### WHAT TO WORK ON
Reproduce the passage about the Oryu-ri wistarias word for word, starting with "They stand beside" and going on through "visit this place.".

### EXCERPT
====================
The flowers, which grow in large, drooping clusters, are light purple and bloom in May.The Japanese wistarias at Oryu-ri are four, and pair of trees grow in a group.
The trees are 17m tall and have girths of 24cm, 28cm, 172cm, and 60cm respectively.
They stand beside a small brook in Oryu-ri, and they twine around a nettle tree which grows beside them.Because the king enjoyed hunting with his subjects at this place, it was called Yongnim(Dragon Forest - A dragon stands for a king).
The wistarias here were called Yongdeung(Dragon Wistaria), which meant wistarias in Yongnim.
In addition, they were also called Yongdeung because the thick branches looked like a dragon which was twisting around a tree.
There is an interesting story about these trees.
If the dried flowers of these trees are put in the pillows of newly wedded spouses, their love will be strong, and if the spouses who lose their love drink the tea of the leaves of this tree, their love will be restored.
So, many couples visit this place.
These stories result from the following legend.
In Silla Period, a peasant had two beautiful daughters.
These sisters fell in love with a man who lived next door to them.
Not until the man had to go to the battlefield, did they know they were in love with the same man.
They were such good and warm-hearted sisters that both of them decided to give him up.
One day, they heard news that the man had died in the war.
They embraced each other and cried, and they drowned themselves in a pond.
====================
Items from a data source
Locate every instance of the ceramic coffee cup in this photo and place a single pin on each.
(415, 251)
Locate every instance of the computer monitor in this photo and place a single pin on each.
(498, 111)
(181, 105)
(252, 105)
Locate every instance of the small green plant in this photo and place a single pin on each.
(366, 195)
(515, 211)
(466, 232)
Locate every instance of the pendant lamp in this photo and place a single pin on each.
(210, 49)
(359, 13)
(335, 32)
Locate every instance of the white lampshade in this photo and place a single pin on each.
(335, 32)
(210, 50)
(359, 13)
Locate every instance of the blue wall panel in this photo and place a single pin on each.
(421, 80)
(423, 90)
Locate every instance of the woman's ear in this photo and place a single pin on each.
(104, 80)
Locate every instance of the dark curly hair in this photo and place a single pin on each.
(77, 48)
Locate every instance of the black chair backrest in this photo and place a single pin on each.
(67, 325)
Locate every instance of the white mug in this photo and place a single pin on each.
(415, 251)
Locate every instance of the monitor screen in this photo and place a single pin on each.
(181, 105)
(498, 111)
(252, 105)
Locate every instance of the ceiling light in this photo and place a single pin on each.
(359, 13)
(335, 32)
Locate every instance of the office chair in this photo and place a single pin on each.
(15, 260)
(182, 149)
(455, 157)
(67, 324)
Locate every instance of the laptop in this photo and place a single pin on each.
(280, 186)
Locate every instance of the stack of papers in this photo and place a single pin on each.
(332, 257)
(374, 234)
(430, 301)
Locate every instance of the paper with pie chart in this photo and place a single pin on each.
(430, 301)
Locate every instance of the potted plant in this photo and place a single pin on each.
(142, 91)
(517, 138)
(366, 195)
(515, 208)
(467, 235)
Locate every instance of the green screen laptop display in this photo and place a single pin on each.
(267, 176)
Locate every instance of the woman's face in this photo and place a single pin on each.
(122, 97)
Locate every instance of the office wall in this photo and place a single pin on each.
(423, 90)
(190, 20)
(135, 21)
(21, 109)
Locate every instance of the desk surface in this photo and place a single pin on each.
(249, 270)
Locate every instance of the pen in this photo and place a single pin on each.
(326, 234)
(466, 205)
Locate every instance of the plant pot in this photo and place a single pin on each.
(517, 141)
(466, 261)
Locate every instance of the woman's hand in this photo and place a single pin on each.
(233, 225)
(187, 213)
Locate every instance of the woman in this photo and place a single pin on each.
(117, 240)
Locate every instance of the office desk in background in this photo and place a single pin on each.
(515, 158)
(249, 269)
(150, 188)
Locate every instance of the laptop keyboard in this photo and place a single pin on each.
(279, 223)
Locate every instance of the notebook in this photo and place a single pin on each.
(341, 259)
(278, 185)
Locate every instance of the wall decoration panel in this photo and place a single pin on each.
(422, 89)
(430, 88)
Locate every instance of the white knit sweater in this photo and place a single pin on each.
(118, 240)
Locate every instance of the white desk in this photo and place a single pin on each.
====================
### EXERCISE OUTPUT
They stand beside a small brook in Oryu-ri, and they twine around a nettle tree which grows beside them.Because the king enjoyed hunting with his subjects at this place, it was called Yongnim(Dragon Forest - A dragon stands for a king).
The wistarias here were called Yongdeung(Dragon Wistaria), which meant wistarias in Yongnim.
In addition, they were also called Yongdeung because the thick branches looked like a dragon which was twisting around a tree.
There is an interesting story about these trees.
If the dried flowers of these trees are put in the pillows of newly wedded spouses, their love will be strong, and if the spouses who lose their love drink the tea of the leaves of this tree, their love will be restored.
So, many couples visit this place.